* [Written problem]: Please copy the reading intervention text below, starting at "Aren’t phonemic awareness" and ending at "What is fluency?", and switch "phonemes" to "speech sounds".

* [Document]:
-.-.-
A reading intervention program is meant to prevent or stop reading failure. Students who are performing below grade-level in reading qualify to receive reading support services (intervention). The Reading Team uses a variety of assessments to determine the needs of each individual student (please click on the Assessments and Interventions page for more information).
How does the Oak Grove reading team determine which intervention to use?
Intervention systems are chosen based on research-based evidence. All interventions used at Oak Grove meet the requirements of Response to Intervention (please click on RTI and Reading page for more information). Based on each student’s deficit(s), the grade level reading specialist selects the intervention that best suits the student’s needs (please click on Assessments and Interventions for more information).
What is the best approach to teach children how to read?
According to the National Reading Panel Report and Illinois State Standards, comprehensive reading instruction must include: phonemic awareness, phonics, fluency, vocabulary, and text comprehension.
Aren’t phonemic awareness and phonics the same thing?
No! Phonemic awareness and phonics are quite different. Phonemic awareness is the understanding that the sounds of the spoken language work together to make words. Phonics is understanding that there is a predictable relationship between phonemes and graphemes (the letters that represent those sounds in written language).
What is fluency?
Fluency is the ability to read a text accurately and quickly. Fluent readers read aloud effortlessly and with expression. Fluency provides a bridge between word recognition and comprehension. Readers who are fluent do not have to concentrate on decoding words, they can focus on what the text means.
My child can recognize words automatically, does this mean he/she is a fluent reader?
-.-.-
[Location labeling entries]
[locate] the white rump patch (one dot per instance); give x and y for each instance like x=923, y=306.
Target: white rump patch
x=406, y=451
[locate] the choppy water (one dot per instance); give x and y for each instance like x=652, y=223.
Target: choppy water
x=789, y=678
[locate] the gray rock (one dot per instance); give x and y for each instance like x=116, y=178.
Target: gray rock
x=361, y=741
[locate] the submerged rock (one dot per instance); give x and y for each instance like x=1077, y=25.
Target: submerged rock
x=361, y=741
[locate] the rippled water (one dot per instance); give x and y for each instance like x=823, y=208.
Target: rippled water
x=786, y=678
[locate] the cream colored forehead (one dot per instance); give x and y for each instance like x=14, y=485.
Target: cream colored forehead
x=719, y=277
-.-.-
* [Solution]:
Aren’t phonemic awareness and phonics the same thing?
No! Phonemic awareness and phonics are quite different. Phonemic awareness is the understanding that the sounds of the spoken language work together to make words. Phonics is understanding that there is a predictable relationship between speech sounds and graphemes (the letters that represent those sounds in written language).
What is fluency?